* Exercise details
Pictures stay out of the copy; restate everything else in the material exactly.
========================
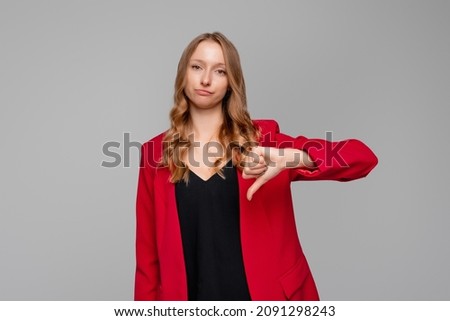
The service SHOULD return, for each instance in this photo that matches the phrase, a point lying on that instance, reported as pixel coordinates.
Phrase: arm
(341, 161)
(306, 159)
(147, 265)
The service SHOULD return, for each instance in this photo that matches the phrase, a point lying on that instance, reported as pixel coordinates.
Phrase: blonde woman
(215, 217)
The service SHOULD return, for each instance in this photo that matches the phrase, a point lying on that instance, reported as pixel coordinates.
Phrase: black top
(209, 220)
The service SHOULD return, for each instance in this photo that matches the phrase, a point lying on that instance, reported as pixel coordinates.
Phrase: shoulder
(152, 150)
(267, 126)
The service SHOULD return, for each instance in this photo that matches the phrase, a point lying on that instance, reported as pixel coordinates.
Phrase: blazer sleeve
(340, 161)
(147, 264)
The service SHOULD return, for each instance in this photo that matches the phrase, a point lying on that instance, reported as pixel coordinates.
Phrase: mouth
(203, 92)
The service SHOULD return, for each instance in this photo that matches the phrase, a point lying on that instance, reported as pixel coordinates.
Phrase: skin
(206, 86)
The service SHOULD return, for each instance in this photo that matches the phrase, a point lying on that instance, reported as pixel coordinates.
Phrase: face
(206, 77)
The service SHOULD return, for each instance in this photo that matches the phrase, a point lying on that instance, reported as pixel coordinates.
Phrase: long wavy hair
(237, 132)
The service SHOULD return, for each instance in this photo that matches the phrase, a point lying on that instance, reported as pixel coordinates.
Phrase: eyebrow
(203, 62)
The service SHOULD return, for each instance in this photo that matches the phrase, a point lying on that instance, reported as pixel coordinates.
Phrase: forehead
(208, 51)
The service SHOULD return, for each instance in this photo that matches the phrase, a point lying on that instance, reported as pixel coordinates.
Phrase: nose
(206, 79)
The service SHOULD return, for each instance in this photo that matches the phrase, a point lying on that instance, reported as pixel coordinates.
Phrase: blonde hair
(237, 131)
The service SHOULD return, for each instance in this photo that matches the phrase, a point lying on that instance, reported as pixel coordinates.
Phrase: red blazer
(275, 266)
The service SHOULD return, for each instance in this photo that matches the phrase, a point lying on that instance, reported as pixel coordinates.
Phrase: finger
(257, 170)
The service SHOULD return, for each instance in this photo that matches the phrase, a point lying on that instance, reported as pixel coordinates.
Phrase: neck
(206, 122)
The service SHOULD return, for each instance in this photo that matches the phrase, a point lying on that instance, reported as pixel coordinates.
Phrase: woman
(215, 217)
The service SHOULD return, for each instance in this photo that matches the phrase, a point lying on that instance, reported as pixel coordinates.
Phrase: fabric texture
(274, 263)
========================
* Full solution
The service SHOULD return, for each instance in this photo that matches the phrase, a point lying on that instance, reported as pixel coordinates.
Phrase: arm
(341, 161)
(306, 159)
(147, 265)
The service SHOULD return, for each instance in this photo that matches the phrase, a point lying on that instance, reported as pixel coordinates.
Phrase: blonde woman
(215, 217)
The service SHOULD return, for each instance in this photo that matches the phrase, a point lying on that instance, reported as pixel coordinates.
Phrase: black top
(209, 220)
The service SHOULD return, for each instance in this photo that matches the phrase, a point lying on that instance, reported as pixel coordinates.
Phrase: shoulder
(152, 150)
(267, 126)
The service SHOULD return, for each instance in this photo that matches the phrase, a point lying on that instance, reported as pixel coordinates.
Phrase: blazer sleeve
(340, 161)
(147, 264)
The service SHOULD return, for each instance in this photo that matches the phrase, a point lying on that instance, reported as pixel coordinates.
Phrase: mouth
(203, 92)
The service SHOULD return, for each instance in this photo that matches the phrase, a point lying on that instance, reported as pixel coordinates.
Phrase: skin
(206, 86)
The service SHOULD return, for each instance in this photo that matches the phrase, a point lying on that instance, reported as pixel coordinates.
Phrase: face
(206, 77)
The service SHOULD return, for each instance in this photo that matches the phrase, a point lying on that instance, reported as pixel coordinates.
Phrase: long wavy hair
(237, 132)
The service SHOULD return, for each instance in this photo that matches the phrase, a point lying on that instance, reported as pixel coordinates.
Phrase: eyebrow
(203, 62)
The service SHOULD return, for each instance in this photo that matches the phrase, a point lying on that instance, reported as pixel coordinates.
Phrase: forehead
(208, 51)
The service SHOULD return, for each instance in this photo that matches the phrase, a point lying on that instance, reported as pixel coordinates.
Phrase: nose
(206, 79)
The service SHOULD return, for each instance in this photo that matches the phrase, a point lying on that instance, reported as pixel coordinates.
Phrase: blonde hair
(237, 131)
The service SHOULD return, for each instance in this photo that matches the phrase, a point lying on that instance, reported as pixel coordinates.
Phrase: red blazer
(275, 266)
The service SHOULD return, for each instance in this photo that matches the phrase, a point lying on that instance, reported as pixel coordinates.
Phrase: finger
(257, 170)
The service SHOULD return, for each instance in this photo that matches the phrase, a point lying on that instance, reported as pixel coordinates.
Phrase: neck
(206, 122)
The service SHOULD return, for each instance in this photo that matches the phrase, a point lying on that instance, reported as pixel coordinates.
Phrase: woman
(215, 217)
The service SHOULD return, for each instance in this photo that matches the phrase, a point lying on that instance, reported as pixel coordinates.
Phrase: fabric texture
(274, 263)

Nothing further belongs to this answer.